▶ [WORK INSTRUCTIONS]: Starting at the line that contains "of the orange", restate each line word for word through the final line of the data, keeping both ends.

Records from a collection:
★ ★ ★ ★

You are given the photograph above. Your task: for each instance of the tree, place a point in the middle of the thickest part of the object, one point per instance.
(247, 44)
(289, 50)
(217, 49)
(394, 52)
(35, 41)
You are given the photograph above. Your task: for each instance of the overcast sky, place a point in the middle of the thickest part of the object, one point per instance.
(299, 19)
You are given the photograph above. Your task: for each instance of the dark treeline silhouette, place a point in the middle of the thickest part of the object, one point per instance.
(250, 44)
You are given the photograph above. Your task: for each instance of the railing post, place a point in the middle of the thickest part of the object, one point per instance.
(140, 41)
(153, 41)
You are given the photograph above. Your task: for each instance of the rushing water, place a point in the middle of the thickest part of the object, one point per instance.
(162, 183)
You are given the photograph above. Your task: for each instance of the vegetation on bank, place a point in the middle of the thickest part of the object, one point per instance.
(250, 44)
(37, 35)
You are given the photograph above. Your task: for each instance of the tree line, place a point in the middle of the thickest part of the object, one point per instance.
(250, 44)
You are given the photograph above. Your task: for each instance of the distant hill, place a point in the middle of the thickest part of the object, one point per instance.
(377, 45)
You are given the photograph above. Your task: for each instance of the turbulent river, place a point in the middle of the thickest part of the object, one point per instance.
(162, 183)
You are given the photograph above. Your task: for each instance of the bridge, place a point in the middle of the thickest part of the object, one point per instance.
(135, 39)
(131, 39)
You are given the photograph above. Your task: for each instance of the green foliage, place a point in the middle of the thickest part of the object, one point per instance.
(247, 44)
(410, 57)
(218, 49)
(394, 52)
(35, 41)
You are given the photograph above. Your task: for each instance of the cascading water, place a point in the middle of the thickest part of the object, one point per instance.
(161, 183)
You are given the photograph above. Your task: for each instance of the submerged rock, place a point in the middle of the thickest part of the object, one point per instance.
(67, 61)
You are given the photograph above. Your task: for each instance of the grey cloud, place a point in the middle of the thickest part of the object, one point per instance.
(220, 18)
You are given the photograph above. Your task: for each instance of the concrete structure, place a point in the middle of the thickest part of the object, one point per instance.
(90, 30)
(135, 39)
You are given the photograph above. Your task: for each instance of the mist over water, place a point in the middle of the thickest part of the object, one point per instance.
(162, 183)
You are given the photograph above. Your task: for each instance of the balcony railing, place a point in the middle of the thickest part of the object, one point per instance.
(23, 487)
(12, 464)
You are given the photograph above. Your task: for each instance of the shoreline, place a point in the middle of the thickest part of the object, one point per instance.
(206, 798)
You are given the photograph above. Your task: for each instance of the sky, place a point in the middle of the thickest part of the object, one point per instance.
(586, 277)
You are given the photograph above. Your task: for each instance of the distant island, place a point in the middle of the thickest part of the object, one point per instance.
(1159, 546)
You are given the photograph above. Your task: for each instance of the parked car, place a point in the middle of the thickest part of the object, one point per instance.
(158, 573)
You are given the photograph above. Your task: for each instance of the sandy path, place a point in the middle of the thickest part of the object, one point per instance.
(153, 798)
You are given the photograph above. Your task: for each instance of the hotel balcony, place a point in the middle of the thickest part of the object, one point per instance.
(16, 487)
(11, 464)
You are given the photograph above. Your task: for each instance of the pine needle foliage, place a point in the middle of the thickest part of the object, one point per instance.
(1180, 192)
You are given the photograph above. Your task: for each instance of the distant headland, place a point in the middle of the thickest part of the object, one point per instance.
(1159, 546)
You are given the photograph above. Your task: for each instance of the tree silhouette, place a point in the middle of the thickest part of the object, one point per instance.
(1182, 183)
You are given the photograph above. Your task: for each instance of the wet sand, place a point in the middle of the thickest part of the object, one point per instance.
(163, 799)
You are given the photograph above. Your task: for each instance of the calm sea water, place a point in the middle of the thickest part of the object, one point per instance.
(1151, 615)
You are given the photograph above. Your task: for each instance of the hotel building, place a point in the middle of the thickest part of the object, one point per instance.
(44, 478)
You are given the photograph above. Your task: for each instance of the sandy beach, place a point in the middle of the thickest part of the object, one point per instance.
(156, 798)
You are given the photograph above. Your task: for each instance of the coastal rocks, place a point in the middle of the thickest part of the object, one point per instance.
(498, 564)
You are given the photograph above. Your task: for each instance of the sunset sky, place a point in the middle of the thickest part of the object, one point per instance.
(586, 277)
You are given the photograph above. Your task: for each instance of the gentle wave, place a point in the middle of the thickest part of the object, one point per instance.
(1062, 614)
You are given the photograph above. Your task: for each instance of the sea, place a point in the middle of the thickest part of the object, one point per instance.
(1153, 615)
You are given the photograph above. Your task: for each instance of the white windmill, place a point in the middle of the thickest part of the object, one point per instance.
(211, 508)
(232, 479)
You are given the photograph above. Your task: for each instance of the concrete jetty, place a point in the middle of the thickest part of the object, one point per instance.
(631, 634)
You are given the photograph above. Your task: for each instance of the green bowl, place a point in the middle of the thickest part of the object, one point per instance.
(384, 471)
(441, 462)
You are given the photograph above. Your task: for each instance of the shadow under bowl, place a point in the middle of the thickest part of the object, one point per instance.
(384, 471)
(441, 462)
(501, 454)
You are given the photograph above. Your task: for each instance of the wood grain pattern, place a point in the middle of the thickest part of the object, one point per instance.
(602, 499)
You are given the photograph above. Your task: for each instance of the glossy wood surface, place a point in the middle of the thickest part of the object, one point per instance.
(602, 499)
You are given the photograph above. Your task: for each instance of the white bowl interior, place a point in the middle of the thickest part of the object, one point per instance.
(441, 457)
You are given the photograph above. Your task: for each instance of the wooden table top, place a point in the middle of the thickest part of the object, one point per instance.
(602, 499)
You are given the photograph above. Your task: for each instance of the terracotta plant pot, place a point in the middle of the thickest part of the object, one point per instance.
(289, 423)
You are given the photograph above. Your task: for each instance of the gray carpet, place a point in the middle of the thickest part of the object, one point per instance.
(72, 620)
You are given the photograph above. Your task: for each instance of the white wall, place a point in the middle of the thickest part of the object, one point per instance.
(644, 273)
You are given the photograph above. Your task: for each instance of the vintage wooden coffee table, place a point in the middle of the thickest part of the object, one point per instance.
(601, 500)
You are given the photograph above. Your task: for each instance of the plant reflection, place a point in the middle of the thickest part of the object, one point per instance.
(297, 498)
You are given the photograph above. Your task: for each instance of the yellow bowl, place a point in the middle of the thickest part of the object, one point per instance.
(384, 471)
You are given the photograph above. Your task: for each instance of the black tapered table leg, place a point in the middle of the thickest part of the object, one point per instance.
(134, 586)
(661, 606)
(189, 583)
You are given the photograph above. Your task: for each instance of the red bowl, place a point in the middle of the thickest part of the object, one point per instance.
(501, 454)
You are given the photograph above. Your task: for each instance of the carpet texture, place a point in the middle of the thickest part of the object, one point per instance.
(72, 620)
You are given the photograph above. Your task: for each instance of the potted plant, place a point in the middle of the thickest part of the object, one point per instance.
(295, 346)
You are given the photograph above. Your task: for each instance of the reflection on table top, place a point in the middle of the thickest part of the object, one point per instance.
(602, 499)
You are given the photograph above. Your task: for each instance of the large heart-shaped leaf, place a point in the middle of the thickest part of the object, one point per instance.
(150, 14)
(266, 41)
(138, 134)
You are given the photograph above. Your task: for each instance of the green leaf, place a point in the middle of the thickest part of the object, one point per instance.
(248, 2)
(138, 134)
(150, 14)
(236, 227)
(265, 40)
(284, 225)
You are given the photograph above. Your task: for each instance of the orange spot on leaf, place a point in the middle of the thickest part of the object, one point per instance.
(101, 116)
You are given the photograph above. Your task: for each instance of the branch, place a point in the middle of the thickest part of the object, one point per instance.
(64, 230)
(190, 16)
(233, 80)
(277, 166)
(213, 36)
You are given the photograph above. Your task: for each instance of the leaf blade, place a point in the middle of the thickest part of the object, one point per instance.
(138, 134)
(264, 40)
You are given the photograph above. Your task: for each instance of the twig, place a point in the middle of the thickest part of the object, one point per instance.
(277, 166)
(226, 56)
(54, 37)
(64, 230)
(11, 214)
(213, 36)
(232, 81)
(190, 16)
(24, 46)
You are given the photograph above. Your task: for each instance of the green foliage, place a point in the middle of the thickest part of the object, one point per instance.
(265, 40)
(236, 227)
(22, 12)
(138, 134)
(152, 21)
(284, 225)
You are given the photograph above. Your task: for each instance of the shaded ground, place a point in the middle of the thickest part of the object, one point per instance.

★ ★ ★ ★

▶ [SOLUTION FOR THIS TASK]:
You are given the photograph above. Your task: for each instance of the orange spot on leaf, place a point in the middle of the thickest part of the object, one point per instance.
(101, 116)
You are given the photograph above. Your task: for each instance of the branch, place a point in the middle of the thickest part of the object, one point per instance.
(64, 230)
(190, 16)
(233, 80)
(277, 166)
(213, 36)
You are given the photograph above. Your task: for each instance of the leaf blade, place a point in the middle of the thickest part of the object, one point per instance.
(138, 134)
(264, 40)
You are given the photograph above. Your task: for each instance of the twig, place a point in the middle of the thickest part of the object, one point per instance.
(277, 166)
(226, 56)
(54, 37)
(64, 230)
(11, 214)
(213, 36)
(232, 81)
(190, 16)
(24, 46)
You are given the photograph above. Your task: for each instance of the green foliage, place a point in the middle of the thickest part of the object, one point per instance.
(265, 40)
(236, 227)
(22, 12)
(138, 134)
(152, 21)
(284, 225)
You are given the photograph above. Your task: for each instance of the shaded ground, place a point in the middle of the thickest part of the object, one point per instance.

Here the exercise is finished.